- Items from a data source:
= = =

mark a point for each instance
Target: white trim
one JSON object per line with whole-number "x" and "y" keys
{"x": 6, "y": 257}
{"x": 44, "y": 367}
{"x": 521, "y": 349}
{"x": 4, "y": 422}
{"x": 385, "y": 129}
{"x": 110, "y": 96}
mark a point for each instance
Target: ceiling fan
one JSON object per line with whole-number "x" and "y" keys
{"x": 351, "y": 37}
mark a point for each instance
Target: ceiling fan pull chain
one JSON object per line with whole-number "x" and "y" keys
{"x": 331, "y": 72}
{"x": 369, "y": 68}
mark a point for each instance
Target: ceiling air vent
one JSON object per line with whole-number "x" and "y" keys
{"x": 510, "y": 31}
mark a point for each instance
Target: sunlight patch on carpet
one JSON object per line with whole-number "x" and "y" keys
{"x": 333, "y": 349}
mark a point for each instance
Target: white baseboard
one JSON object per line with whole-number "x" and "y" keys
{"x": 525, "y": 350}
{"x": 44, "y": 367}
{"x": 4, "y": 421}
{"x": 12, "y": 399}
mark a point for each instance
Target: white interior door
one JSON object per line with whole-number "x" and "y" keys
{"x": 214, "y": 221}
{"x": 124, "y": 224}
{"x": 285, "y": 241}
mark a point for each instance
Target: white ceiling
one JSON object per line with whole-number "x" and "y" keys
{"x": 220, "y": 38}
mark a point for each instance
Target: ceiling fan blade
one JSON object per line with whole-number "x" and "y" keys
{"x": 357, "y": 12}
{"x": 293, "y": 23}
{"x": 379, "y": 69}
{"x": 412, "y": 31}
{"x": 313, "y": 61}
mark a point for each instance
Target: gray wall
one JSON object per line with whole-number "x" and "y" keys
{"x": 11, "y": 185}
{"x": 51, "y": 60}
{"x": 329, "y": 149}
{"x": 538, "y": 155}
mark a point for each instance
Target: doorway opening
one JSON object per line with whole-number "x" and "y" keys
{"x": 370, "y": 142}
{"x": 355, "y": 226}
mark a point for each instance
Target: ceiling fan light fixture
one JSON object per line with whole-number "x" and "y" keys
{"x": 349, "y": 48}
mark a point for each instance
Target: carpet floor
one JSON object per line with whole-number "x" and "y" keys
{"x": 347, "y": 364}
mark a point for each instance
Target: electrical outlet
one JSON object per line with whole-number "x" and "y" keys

= = =

- Task brief: Set down exactly, and only, the lines from the one with "Target: ceiling fan light fixture" to the final line of the data.

- Reply:
Target: ceiling fan light fixture
one JSON object per line with whole-number "x" and "y" keys
{"x": 349, "y": 48}
mark a point for each instance
Target: carpet floor
one JSON object per line with whole-number "x" and "y" keys
{"x": 347, "y": 364}
mark a point for each instance
Target: electrical outlet
one JSON object per line with whole-number "x" and "y" keys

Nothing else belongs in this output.